> _Task description_: Set down every line of the items below word for word, changing nothing.

=== Information supplied ===

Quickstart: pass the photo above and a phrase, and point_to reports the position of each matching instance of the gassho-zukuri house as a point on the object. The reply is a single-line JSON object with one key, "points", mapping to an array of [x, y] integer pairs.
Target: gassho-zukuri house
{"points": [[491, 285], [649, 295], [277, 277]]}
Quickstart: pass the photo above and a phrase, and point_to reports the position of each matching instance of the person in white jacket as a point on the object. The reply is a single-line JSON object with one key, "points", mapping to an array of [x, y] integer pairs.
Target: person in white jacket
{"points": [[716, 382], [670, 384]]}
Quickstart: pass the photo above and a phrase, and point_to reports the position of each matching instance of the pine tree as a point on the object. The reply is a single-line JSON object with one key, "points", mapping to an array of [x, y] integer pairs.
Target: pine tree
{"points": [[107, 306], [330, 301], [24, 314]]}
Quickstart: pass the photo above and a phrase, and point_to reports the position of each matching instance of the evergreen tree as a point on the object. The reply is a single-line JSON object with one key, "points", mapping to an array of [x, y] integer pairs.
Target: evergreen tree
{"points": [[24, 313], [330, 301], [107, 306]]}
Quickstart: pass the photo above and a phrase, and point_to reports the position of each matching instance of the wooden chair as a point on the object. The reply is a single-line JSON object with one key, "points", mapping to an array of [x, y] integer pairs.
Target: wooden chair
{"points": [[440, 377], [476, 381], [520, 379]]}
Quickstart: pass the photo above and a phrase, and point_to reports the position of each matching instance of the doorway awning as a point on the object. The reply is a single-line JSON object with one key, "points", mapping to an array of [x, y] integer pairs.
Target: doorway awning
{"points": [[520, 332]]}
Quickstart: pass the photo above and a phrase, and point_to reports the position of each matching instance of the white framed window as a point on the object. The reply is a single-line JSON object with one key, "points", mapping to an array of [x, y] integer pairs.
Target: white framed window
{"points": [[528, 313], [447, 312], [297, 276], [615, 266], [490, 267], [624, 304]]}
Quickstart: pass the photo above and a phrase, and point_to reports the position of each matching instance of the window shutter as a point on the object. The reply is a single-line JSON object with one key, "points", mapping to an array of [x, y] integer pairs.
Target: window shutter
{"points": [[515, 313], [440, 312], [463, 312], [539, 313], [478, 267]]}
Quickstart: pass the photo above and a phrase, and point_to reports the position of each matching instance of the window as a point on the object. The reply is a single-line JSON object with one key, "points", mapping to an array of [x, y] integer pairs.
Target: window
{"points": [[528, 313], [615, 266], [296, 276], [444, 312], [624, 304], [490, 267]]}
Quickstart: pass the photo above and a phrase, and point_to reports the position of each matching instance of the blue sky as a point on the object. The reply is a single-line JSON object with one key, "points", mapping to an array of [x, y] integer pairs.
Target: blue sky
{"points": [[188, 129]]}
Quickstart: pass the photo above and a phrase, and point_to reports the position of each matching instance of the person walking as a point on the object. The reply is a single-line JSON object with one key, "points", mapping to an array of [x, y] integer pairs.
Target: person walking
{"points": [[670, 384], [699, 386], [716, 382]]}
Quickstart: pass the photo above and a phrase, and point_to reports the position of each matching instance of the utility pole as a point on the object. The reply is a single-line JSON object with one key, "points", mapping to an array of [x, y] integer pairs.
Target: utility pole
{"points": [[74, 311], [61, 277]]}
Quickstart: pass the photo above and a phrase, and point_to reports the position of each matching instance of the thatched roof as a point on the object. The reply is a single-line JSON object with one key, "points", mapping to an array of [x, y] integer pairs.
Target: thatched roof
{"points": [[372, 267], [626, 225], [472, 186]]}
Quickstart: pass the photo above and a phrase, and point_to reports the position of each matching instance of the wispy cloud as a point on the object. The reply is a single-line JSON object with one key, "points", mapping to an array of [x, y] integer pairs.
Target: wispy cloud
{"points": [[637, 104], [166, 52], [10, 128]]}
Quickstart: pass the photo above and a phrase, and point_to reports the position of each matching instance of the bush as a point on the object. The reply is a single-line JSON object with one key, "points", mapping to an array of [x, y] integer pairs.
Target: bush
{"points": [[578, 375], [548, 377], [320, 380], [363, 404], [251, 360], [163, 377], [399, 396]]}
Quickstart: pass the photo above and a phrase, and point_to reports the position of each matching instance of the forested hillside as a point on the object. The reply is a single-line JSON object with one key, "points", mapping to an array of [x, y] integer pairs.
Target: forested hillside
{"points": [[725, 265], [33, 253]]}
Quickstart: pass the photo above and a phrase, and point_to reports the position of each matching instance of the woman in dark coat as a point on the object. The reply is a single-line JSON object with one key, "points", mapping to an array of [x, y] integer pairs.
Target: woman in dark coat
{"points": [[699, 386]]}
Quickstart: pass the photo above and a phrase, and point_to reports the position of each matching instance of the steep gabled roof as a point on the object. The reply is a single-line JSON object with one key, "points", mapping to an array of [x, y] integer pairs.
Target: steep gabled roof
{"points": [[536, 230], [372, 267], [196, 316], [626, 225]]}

===

> _Response_:
Quickstart: pass the photo above and a phrase, and point_to reports the position of each matching instance of the gassho-zukuri house as a point on the object. The reply is a single-line JSON object with one key, "points", mapping to an array of [x, y] integer pairs.
Target: gassho-zukuri house
{"points": [[491, 285], [649, 295], [277, 277]]}
Quickstart: pass the photo above and a phrase, and point_to reports the position of each matching instance of the person in white jacket as a point on the object. The reply is a single-line JSON object with one key, "points", mapping to an array of [x, y] integer pairs.
Target: person in white jacket
{"points": [[716, 382], [670, 384]]}
Quickstart: pass the photo above and a phrase, and point_to reports the position of each matching instance of the pine tree as a point on the object. The reply is a single-line JSON object with one key, "points", mapping to an array of [x, y] integer pairs.
Target: pine tree
{"points": [[107, 306], [330, 301], [24, 314]]}
Quickstart: pass the photo above and a phrase, and point_to reports the position of each matching instance of the evergreen tree as a point on the object. The reply is a single-line JSON object with one key, "points", mapping to an array of [x, y] integer pairs.
Target: evergreen tree
{"points": [[24, 313], [330, 301], [107, 306]]}
Quickstart: pass the photo above and a phrase, and point_to reports the position of each matching instance of the wooden chair as a point on the object. The reply is a single-line JSON object with one key, "points", mapping to an array of [x, y] integer pairs.
Target: wooden chair
{"points": [[440, 377], [476, 381], [520, 379]]}
Quickstart: pass the photo above and a phrase, and point_to reports the position of each matching instance of the doorway awning as a point on the object. The reply is a single-line JSON object with one key, "points", mapping to an array of [x, y] integer pairs.
Target: doorway awning
{"points": [[520, 332]]}
Quickstart: pass the photo above and a phrase, and point_to reports the position of each matching instance of the white framed window as a point on the object. The reply is a single-line JSON object with one key, "points", mapping to an array of [x, y] integer pairs.
Target: white framed window
{"points": [[528, 313], [447, 312], [297, 276], [615, 266], [490, 267], [624, 304]]}
Quickstart: pass the photo above and a phrase, and point_to reports the position of each matching instance of the window shutter as a point on the object. The reply is a single-line JSON object with one key, "points", mapping to an array of [x, y] integer pairs.
Target: window shutter
{"points": [[515, 313], [440, 312], [463, 312], [539, 313], [478, 267]]}
Quickstart: pass the photo above and a phrase, and point_to reports the position of each matching instance of the window as a point on the object. The reply is a single-line JSON object with one key, "points", mapping to an array of [x, y] integer pairs.
Target: window
{"points": [[528, 313], [615, 266], [296, 276], [444, 312], [624, 304], [490, 267]]}
Quickstart: pass the photo above and a phrase, and point_to reports the position of each matching instance of the blue sky as a point on the object. The reply is a single-line JSON object with one key, "points", mapping to an array of [x, y] integer pairs.
Target: blue sky
{"points": [[188, 129]]}
Quickstart: pass the photo above and a phrase, and point_to reports the position of each matching instance of the person walking as a point on the object. The reply is a single-line JSON object with one key, "points", mapping to an array of [x, y] integer pairs.
Target: person walking
{"points": [[670, 384], [699, 386], [716, 382]]}
Quickstart: pass the photo above and a phrase, and point_to reports the position of each matching instance of the utility pole as a point on the object. The reply is a single-line JSON object with one key, "points", mapping to an array of [x, y] integer pairs.
Target: utility pole
{"points": [[74, 311], [61, 277]]}
Quickstart: pass the photo above and a phrase, and point_to reports the position of each matching instance of the thatched roof as a point on the object. The reply is a single-line JSON object with one key, "points", mapping to an array of [x, y] integer pairs.
Target: thatched roof
{"points": [[372, 267], [626, 225], [472, 186]]}
Quickstart: pass the photo above and a phrase, and point_to reports the position of each matching instance of the wispy cloud as a point on the object. The reply is a single-line JSON object with one key, "points", mapping to an array of [x, y] integer pairs.
Target: wispy cloud
{"points": [[637, 104], [166, 52], [10, 128]]}
Quickstart: pass the photo above and a phrase, and point_to reports the position of each matching instance of the bush as a point on the object. The reply is a single-line JSON object with one key, "points", mapping to an array of [x, y] integer pairs.
Target: bush
{"points": [[578, 375], [548, 377], [320, 380], [363, 404], [251, 360], [163, 377], [399, 396]]}
Quickstart: pass the photo above and a phrase, and point_to reports the position of each matching instance of the forested hillside as a point on the object. The reply is a single-line JSON object with one key, "points", mapping to an array of [x, y] integer pairs.
Target: forested hillside
{"points": [[725, 265], [33, 253]]}
Quickstart: pass the photo above and a phrase, and point_to reports the position of each matching instance of the woman in dark coat as a point on the object. The reply is a single-line JSON object with one key, "points", mapping to an array of [x, y] integer pairs.
Target: woman in dark coat
{"points": [[699, 386]]}
Quickstart: pass the photo above and a phrase, and point_to reports the position of each matching instance of the steep gabled roof as a point on the object. The reply is a single-line JSON object with one key, "points", mapping to an array of [x, y] integer pairs.
Target: steep gabled roof
{"points": [[536, 230], [372, 267], [196, 316], [626, 225]]}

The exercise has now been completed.